◆ **EXCERPT**
BEGIN

What no participant in New Hampshire 2020 could have known back in 2018, however, was just how historically significant, and how visually distinctive, the year 2020 would become. So far, it has given us ubiquitous Black Lives Matter vigils, a no-holds-barred presidential race set against the backdrop of a red-hot sociopolitical climate, and a global pandemic that has us all going around looking like a shambolic cross between surgeons and outlaws. COVID-19, moreover, has posed peculiar technical and artistic challenges for photographers. And if there’s one thing photographers thrive on, it’s a peculiar technical and artistic challenge.

“When we joined in this collaboration,” says the Historical Society’s Dunlap, “we wanted a picture of life in New Hampshire writ large. We didn’t want this to be a ‘New Hampshire Beautiful’ calendar, although that would of course be part of it. We also wanted the gritty side of New Hampshire, the not-glamorous side — a full picture of life here, from many perspectives.” That wish for variety couldn’t have come more true.

Samson’s company of image collectors will continue roving the Granite State, seeking that perfect fleeting moment, until the day after the election. Hundreds of hours of selecting and editing will follow, and next October eight exhibits will go up around the state to present a visual summary of life here during these last two years. A book of favorite images will be published, and the entire collection will be deposited in the state Historical Society archive, with relevant duplicates going to regional collecting institutions, where they will wait, ever-ready to join new conversations with future generations of historians, photographers and ordinary citizens.

“To me, the real value in this body of work is its existence in 20, 50, a hundred years,” says Gary Samson. “If these photographs make people more curious about their state, their community, their life — the project will have been a success.”

END

◆ **WHAT THIS EXERCISE ASKS**
a: In the New Hampshire 2020 excerpt, where will the entire collection of photographs be deposited?
b: Condense the paragraph of the New Hampshire 2020 excerpt that begins "Samson’s company of image collectors" into a bulleted list that keeps its main facts.
c: Retype the passage of the New Hampshire 2020 excerpt that starts at "What no participant" and ends at "and artistic challenge.".

(Stored data entries)
BEGIN

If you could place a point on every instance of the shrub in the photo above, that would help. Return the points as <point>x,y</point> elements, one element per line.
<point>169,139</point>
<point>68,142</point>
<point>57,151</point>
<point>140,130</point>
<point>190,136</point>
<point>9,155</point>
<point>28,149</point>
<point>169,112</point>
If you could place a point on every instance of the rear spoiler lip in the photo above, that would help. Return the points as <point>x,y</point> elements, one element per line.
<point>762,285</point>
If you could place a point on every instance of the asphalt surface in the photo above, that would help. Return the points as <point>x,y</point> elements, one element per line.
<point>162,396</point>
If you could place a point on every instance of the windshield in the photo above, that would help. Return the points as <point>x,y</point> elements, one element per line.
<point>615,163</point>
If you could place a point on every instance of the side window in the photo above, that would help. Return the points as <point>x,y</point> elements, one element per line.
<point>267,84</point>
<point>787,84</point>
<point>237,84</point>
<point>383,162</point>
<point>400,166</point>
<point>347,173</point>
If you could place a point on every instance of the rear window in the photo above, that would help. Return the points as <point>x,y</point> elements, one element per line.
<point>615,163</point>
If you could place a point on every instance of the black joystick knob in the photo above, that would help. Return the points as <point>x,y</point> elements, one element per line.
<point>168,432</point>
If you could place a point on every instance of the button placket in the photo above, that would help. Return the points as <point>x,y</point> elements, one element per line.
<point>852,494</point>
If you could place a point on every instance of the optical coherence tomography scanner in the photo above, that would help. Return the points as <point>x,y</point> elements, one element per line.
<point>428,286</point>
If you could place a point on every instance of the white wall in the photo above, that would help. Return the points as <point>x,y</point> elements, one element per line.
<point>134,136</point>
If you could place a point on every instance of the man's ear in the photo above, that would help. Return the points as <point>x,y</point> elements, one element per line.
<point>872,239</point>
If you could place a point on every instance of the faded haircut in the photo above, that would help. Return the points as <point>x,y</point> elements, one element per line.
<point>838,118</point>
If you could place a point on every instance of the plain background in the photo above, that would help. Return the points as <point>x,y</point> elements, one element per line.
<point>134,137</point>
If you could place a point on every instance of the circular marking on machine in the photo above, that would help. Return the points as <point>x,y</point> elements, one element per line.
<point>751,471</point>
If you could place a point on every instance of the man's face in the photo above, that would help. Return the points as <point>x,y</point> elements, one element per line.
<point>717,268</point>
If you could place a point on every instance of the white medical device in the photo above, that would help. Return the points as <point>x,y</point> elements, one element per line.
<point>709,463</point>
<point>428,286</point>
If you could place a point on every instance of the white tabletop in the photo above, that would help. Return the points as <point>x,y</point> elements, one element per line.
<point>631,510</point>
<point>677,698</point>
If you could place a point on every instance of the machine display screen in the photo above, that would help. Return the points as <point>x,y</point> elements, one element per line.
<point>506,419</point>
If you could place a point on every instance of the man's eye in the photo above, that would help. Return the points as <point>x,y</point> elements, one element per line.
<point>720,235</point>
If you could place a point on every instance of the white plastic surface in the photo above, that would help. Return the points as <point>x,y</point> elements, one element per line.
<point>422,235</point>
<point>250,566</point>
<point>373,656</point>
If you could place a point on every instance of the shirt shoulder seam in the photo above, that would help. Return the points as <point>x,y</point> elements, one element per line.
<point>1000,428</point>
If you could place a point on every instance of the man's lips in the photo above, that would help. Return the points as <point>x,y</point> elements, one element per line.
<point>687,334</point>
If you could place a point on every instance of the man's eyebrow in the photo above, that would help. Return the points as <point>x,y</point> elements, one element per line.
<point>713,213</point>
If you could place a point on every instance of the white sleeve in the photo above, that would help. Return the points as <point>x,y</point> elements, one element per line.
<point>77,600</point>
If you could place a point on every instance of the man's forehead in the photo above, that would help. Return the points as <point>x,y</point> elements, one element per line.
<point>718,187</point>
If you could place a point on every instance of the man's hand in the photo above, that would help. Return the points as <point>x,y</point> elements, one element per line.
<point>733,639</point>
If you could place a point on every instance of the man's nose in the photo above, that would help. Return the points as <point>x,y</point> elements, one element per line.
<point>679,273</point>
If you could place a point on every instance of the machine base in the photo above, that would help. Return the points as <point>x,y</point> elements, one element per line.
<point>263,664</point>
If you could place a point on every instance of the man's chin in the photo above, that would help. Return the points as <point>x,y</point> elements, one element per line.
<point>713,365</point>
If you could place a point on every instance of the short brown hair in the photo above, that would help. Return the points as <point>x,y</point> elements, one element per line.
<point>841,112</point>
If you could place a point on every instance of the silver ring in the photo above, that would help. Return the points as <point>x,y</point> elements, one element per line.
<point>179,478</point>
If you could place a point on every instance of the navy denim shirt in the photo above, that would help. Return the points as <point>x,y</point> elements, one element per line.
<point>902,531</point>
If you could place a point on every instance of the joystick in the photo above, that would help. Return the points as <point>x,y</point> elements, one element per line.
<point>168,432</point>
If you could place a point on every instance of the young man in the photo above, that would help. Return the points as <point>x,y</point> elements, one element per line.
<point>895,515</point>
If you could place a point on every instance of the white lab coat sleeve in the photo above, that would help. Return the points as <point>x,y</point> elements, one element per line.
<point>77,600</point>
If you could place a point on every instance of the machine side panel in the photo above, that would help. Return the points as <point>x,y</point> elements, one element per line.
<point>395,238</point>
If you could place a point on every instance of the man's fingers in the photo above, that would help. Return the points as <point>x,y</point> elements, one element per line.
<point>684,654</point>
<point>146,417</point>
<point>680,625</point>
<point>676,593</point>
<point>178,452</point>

END

◆ **SOLUTIONS**
a: The entire collection will be deposited in the state Historical Society archive.

b:
- Samson's image collectors will keep roving the state until the day after the election.
- Hundreds of hours of selecting and editing will follow.
- Next October, eight exhibits around the state will present a visual summary of life there during the last two years.
- A book of favorite images will be published.
- The entire collection will go to the state Historical Society archive, and relevant duplicates will go to regional collecting institutions for future historians, photographers and ordinary citizens.

c:
What no participant in New Hampshire 2020 could have known back in 2018, however, was just how historically significant, and how visually distinctive, the year 2020 would become. So far, it has given us ubiquitous Black Lives Matter vigils, a no-holds-barred presidential race set against the backdrop of a red-hot sociopolitical climate, and a global pandemic that has us all going around looking like a shambolic cross between surgeons and outlaws. COVID-19, moreover, has posed peculiar technical and artistic challenges for photographers. And if there’s one thing photographers thrive on, it’s a peculiar technical and artistic challenge.